▸ **Document**
● ● ● ● ● ● ●

October 11, 2009

Dear Catalog CEOs: Filtering and The Death of the Mailbox

Dear Catalog CEOs:

My most enjoyable Multichannel Forensics projects have two components.
  1. Predict the future.
  2. Filter the audience into actionable segments that increase the amount of profit you generate.

When I filter the audience into actionable segments, I receive interesting feedback.

  • "You're telling me I shouldn't mail 12,000 of my best customers? That's crazy!'
  • "If I reduce contact frequency, I'll reduce sales. My business needs to grow, not shrink!"

We live in interesting times. Never before have we had to deal with something like "The Death of the Mailbox".

This week, do an experiment. Take every piece of mail you receive, and divide it into three piles.

  • Pile #1 = Bills.
  • Pile #2 = Stuff You Don't Want Or Didn't Ask To Receive.
  • Pile #3 = Communications You Asked For Or Wanted To Receive.

● ● ● ● ● ● ●

▸ **Material to process**
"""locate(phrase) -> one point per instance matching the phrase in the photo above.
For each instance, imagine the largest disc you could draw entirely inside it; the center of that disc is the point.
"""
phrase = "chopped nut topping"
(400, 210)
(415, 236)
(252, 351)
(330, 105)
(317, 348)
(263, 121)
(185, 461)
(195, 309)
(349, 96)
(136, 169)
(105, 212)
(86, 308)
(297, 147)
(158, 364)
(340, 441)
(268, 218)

● ● ● ● ● ● ●

▸ **Set problem 1**
Copy the catalog letter from "Dear Catalog CEOs: Filtering" to "receive interesting feedback." word for word.
▸ **Set problem 2**
Repeat the whole listing line by line with no changes.
The catalog letter and the listing are unrelated material.

▸ **Finished answer 1**
Dear Catalog CEOs: Filtering and The Death of the Mailbox

Dear Catalog CEOs:

My most enjoyable Multichannel Forensics projects have two components.
  1. Predict the future.
  2. Filter the audience into actionable segments that increase the amount of profit you generate.

When I filter the audience into actionable segments, I receive interesting feedback.

▸ **Finished answer 2**
"""locate(phrase) -> one point per instance matching the phrase in the photo above.
For each instance, imagine the largest disc you could draw entirely inside it; the center of that disc is the point.
"""
phrase = "chopped nut topping"
(400, 210)
(415, 236)
(252, 351)
(330, 105)
(317, 348)
(263, 121)
(185, 461)
(195, 309)
(349, 96)
(136, 169)
(105, 212)
(86, 308)
(297, 147)
(158, 364)
(340, 441)
(268, 218)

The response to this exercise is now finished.